Pull out each line of the items below that contains the word "Category". Case counts, so only lines with that capitalization qualify.

───── Material for this exercise

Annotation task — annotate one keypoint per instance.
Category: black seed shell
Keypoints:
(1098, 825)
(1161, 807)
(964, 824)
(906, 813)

──────────
───── Material for this exercise

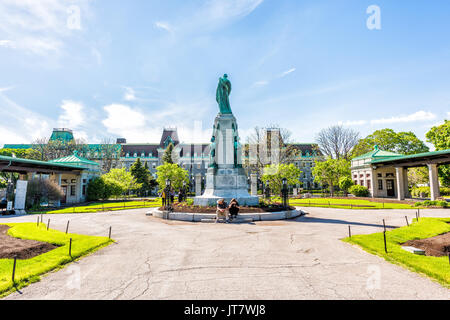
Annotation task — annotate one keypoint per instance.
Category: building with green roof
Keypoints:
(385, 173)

──────────

• _Correct result_
Category: black seed shell
Category: building with green roof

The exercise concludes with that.